> **The task**: Transcribe each of the entries exactly.

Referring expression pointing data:
******************************

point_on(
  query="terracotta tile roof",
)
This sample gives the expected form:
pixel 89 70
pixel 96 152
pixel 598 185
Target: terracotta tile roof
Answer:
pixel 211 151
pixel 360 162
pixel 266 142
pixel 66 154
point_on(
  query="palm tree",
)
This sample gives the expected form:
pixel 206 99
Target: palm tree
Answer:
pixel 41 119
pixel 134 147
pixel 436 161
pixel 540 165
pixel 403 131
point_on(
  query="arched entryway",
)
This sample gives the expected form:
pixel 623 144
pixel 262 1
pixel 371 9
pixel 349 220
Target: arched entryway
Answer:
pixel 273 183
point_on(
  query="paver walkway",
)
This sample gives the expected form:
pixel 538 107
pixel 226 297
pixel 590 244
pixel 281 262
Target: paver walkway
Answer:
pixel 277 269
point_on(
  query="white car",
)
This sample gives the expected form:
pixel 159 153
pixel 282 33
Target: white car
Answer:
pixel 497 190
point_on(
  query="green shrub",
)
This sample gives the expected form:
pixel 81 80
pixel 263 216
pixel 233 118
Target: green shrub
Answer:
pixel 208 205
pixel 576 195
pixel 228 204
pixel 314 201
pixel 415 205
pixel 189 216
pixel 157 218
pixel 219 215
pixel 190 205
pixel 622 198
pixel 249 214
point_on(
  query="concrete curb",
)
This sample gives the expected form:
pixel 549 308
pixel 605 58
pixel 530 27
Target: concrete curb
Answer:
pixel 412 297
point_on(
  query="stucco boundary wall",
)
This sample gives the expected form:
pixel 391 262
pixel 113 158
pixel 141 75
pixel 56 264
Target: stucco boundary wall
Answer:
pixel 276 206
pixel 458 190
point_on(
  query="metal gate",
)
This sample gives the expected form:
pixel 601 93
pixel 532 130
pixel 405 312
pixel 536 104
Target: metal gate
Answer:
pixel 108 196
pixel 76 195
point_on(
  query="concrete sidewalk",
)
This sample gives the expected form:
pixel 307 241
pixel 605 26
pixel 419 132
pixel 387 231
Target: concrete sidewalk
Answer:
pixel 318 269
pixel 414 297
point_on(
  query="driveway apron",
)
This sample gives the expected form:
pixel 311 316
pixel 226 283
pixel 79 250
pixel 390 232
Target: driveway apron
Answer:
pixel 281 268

******************************

> **Response for this exercise**:
point_on(
  query="terracotta tile roof",
)
This sample gives the expected form:
pixel 89 70
pixel 96 152
pixel 598 185
Target: terracotta tile roof
Answer:
pixel 211 151
pixel 360 162
pixel 266 142
pixel 66 154
point_on(
  query="palm tree",
)
This sample gives the expected form:
pixel 206 99
Target: palm tree
Answer:
pixel 41 119
pixel 134 147
pixel 436 161
pixel 540 165
pixel 403 131
point_on(
  query="arched entryway",
)
This sample gives the expected form:
pixel 623 144
pixel 262 1
pixel 371 9
pixel 349 220
Target: arched entryway
Answer:
pixel 273 183
point_on(
  query="paver walkway",
)
This sample gives the expected form:
pixel 538 107
pixel 226 297
pixel 590 244
pixel 281 262
Target: paver walkway
Answer:
pixel 277 269
point_on(
  query="white car",
)
This sample gives the expected form:
pixel 159 153
pixel 282 33
Target: white car
Answer:
pixel 497 190
point_on(
  query="green shrub",
)
This sample gives the expected form:
pixel 81 80
pixel 263 216
pixel 233 118
Target: green shrub
Answer:
pixel 208 205
pixel 576 195
pixel 228 204
pixel 314 201
pixel 415 205
pixel 189 216
pixel 157 218
pixel 219 215
pixel 190 205
pixel 622 198
pixel 249 214
point_on(
  query="concrete curb",
)
This sample gives the expected form:
pixel 549 308
pixel 605 58
pixel 530 27
Target: concrete curb
Answer:
pixel 412 297
point_on(
  query="stucco boundary wall",
)
This sample gives the expected form:
pixel 391 262
pixel 113 158
pixel 141 75
pixel 56 264
Target: stucco boundary wall
Answer:
pixel 276 206
pixel 458 190
point_on(
  query="metal gate",
)
This sample gives the expected form:
pixel 601 93
pixel 532 130
pixel 405 312
pixel 536 104
Target: metal gate
Answer:
pixel 108 196
pixel 76 195
point_on(
  query="concrete sidewalk",
)
This sample gives the expected form:
pixel 307 241
pixel 605 26
pixel 419 132
pixel 387 231
Target: concrete sidewalk
Answer:
pixel 318 269
pixel 414 297
point_on(
  query="driveway apron",
)
This sample gives the expected form:
pixel 311 316
pixel 226 283
pixel 79 250
pixel 390 232
Target: driveway apron
Answer:
pixel 281 268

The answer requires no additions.